[Natural language region descriptions]
========

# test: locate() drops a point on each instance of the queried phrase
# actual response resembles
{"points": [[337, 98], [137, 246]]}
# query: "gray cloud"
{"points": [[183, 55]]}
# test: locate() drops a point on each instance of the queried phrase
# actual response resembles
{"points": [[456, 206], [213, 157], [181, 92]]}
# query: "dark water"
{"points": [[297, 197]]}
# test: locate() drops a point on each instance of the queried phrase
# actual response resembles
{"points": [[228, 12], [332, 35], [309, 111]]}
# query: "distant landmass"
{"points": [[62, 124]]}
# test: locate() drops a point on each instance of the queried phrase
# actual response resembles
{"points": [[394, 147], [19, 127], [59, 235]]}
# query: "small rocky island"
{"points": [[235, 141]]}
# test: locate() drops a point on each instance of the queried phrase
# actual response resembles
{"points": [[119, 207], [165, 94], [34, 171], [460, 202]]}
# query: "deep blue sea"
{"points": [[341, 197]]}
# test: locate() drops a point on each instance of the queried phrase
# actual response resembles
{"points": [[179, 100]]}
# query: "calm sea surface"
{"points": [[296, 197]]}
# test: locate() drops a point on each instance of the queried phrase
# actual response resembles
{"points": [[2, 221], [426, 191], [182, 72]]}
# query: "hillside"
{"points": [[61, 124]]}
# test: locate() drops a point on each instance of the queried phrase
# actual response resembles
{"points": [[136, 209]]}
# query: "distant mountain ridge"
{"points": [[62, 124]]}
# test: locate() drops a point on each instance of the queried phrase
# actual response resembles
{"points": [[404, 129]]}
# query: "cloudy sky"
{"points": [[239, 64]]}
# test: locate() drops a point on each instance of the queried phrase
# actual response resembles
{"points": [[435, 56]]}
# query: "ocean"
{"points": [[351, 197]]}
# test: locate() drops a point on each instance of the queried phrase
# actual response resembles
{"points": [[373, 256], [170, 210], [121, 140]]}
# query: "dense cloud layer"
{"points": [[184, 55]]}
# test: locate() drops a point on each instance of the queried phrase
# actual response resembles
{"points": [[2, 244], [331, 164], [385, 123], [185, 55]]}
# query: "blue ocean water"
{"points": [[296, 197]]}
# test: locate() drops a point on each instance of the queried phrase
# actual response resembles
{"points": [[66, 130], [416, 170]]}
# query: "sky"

========

Print the entries above exactly as they were written, down to the last line.

# test: locate() drops a point on each instance of the queried phrase
# actual response resembles
{"points": [[337, 98], [137, 246]]}
# query: "gray cloud"
{"points": [[183, 55]]}
# test: locate() drops a point on each instance of the queried phrase
# actual response resembles
{"points": [[456, 206], [213, 157], [181, 92]]}
# query: "dark water"
{"points": [[297, 197]]}
# test: locate() drops a point on each instance of the queried phrase
# actual response resembles
{"points": [[228, 12], [332, 35], [309, 111]]}
# query: "distant landmass"
{"points": [[62, 124]]}
# test: locate() drops a point on each instance of the queried phrase
# actual response resembles
{"points": [[394, 147], [19, 127], [59, 235]]}
# query: "small rocky island"
{"points": [[235, 141]]}
# test: locate() drops a point on each instance of the queried phrase
# actual response resembles
{"points": [[119, 207], [165, 94], [34, 171], [460, 202]]}
# query: "deep blue sea"
{"points": [[341, 197]]}
# test: locate() drops a point on each instance of the queried phrase
# actual response resembles
{"points": [[179, 100]]}
# query: "calm sea surface"
{"points": [[296, 197]]}
# test: locate() drops a point on each instance of the queried phrase
# actual response resembles
{"points": [[2, 221], [426, 191], [182, 72]]}
# query: "hillside"
{"points": [[61, 124]]}
# test: locate() drops a point on each instance of the queried phrase
# actual response resembles
{"points": [[136, 209]]}
# query: "distant mountain ridge"
{"points": [[62, 124]]}
# test: locate() drops a point on each instance of the queried phrase
# actual response resembles
{"points": [[404, 129]]}
# query: "cloudy sky"
{"points": [[239, 64]]}
# test: locate() drops a point on each instance of the queried phrase
# actual response resembles
{"points": [[435, 56]]}
# query: "ocean"
{"points": [[351, 197]]}
# test: locate() drops a point on each instance of the queried phrase
# actual response resembles
{"points": [[373, 256], [170, 210], [121, 140]]}
# query: "dense cloud layer"
{"points": [[184, 55]]}
# test: locate() drops a point on each instance of the queried phrase
# actual response resembles
{"points": [[2, 244], [331, 164], [385, 123], [185, 55]]}
# query: "blue ocean water"
{"points": [[296, 197]]}
# test: locate() drops a point on each instance of the queried phrase
# actual response resembles
{"points": [[66, 130], [416, 170]]}
# query: "sky"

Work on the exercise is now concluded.